* STATED PROBLEM *
Please rewrite the items below as a numbered list, skipping any blank lines. Leave the pictures out of your answer.

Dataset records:
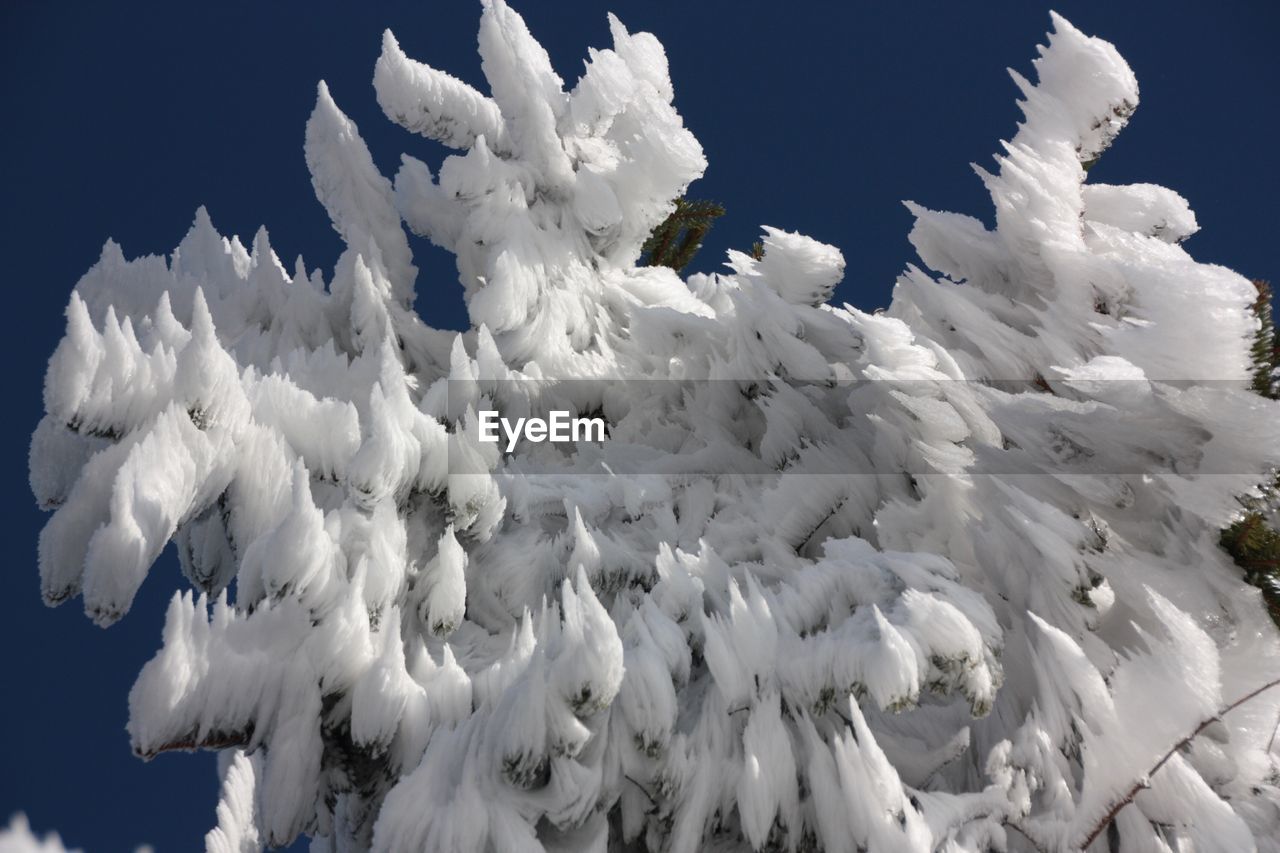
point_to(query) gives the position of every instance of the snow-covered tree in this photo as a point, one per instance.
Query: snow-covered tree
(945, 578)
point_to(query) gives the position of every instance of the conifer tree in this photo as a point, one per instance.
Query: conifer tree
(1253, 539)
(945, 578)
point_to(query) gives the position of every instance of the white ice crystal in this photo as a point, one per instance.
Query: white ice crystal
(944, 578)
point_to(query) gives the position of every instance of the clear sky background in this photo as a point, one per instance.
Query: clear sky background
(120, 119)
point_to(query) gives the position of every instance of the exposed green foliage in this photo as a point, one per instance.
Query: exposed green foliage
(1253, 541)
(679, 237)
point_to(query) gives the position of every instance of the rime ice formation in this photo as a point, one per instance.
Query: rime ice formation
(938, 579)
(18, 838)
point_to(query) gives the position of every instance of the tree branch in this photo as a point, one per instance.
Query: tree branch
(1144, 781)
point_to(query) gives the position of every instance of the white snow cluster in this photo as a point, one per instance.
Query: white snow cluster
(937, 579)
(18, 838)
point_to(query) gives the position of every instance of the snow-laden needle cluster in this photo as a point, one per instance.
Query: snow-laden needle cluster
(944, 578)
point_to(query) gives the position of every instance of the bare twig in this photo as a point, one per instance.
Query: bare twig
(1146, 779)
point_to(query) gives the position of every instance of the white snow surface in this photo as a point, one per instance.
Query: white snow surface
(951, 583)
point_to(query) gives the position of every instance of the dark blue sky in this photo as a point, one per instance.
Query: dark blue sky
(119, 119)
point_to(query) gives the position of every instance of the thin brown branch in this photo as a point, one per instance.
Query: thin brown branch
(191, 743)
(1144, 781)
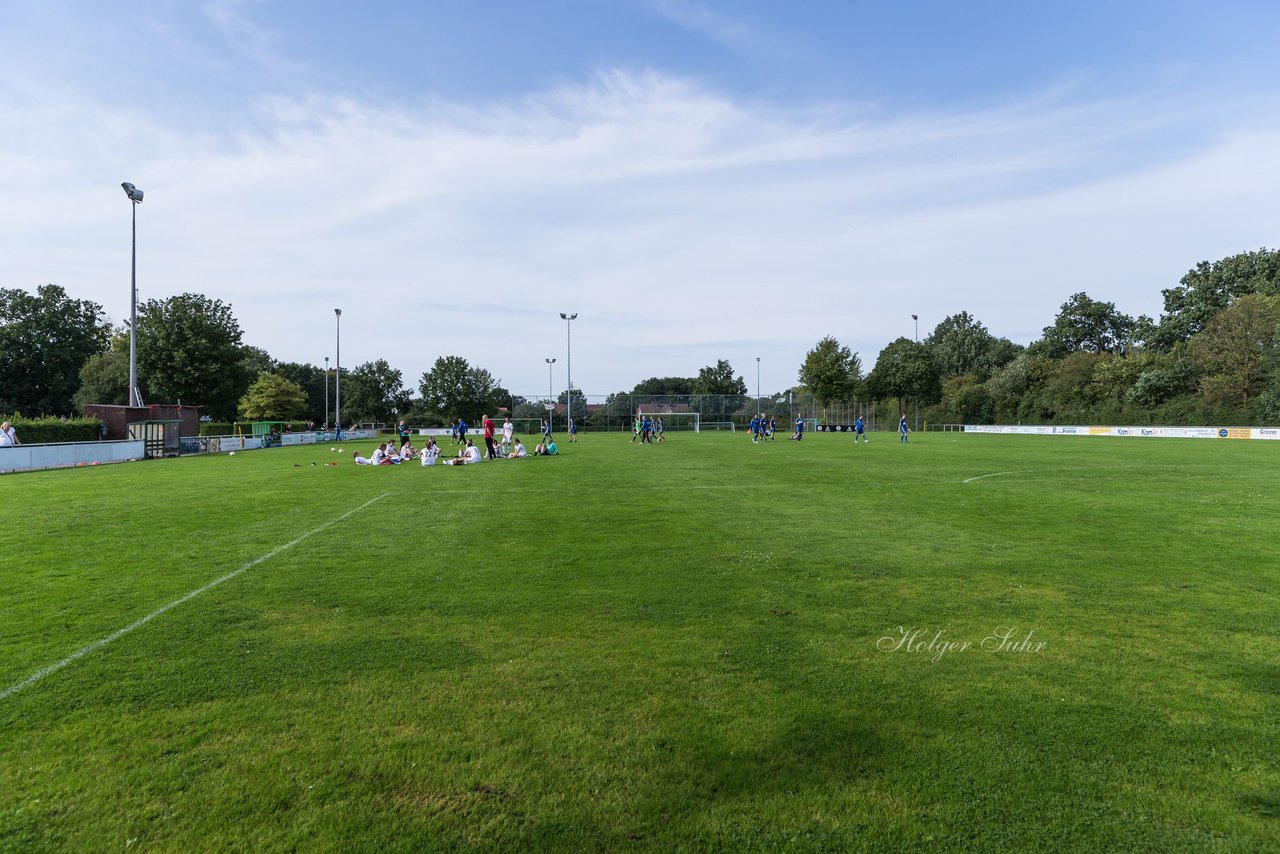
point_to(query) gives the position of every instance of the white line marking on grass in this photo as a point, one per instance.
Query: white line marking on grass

* RESPONSE TO THIS TASK *
1. point_to(query) gives the position of every instance of the snow-covered tree in this photo as a point, one per instance.
2. Query: snow-covered tree
3. (945, 578)
4. point_to(query) gives the position of every instance of the conifer tree in this photo as a point, one per instance.
5. Query: conifer tree
6. (1253, 539)
7. (945, 578)
8. point_to(query) gives the position of every instance of the white ice crystal in this photo as a point, one per instance.
9. Query: white ice crystal
10. (944, 578)
11. point_to(query) gives the position of every instance of the clear sky background in this photo as a point, one per instance.
12. Query: clear sky background
13. (120, 119)
14. point_to(query) gives the position of every instance of the exposed green foliage in this photo as a point, one per instance.
15. Query: exposed green foliage
16. (1253, 541)
17. (679, 237)
18. point_to(query) gives the position of every instance of the rime ice formation in this photo as a point, one per instance.
19. Query: rime ice formation
20. (938, 579)
21. (18, 838)
22. point_to(query) gives the position of every instance of the tree branch in this photo as a point, one per instance.
23. Query: tree branch
24. (1144, 781)
25. point_to(query) gives the position of every instance of the white snow cluster in this photo as a point, one per instance.
26. Query: white snow cluster
27. (937, 579)
28. (18, 838)
29. point_to(query) gives the position of every instance of the snow-laden needle cluster in this photo as a point, one per instance.
30. Query: snow-laden needle cluster
31. (944, 578)
32. point_to(query) gives the position of every instance of the bare twig in this photo as a point, one per instance.
33. Query: bare twig
34. (1146, 779)
35. point_to(query) gives the position of every instance of the white snow surface in this photo as a point, one per instance.
36. Query: white snow surface
37. (951, 583)
38. point_to(query) gives the position of every instance of the dark blue sky in this photo as a point, one per instance.
39. Query: dark blue sky
40. (119, 119)
41. point_to(query) gives the position of every instance of the thin brown branch in this photo as a point, one per instance.
42. Query: thin brown branch
43. (191, 743)
44. (1144, 781)
45. point_to(query) gives the position of every instance of the white line marking on grass in this photo as a point, one per instance.
46. Query: white line marking on grass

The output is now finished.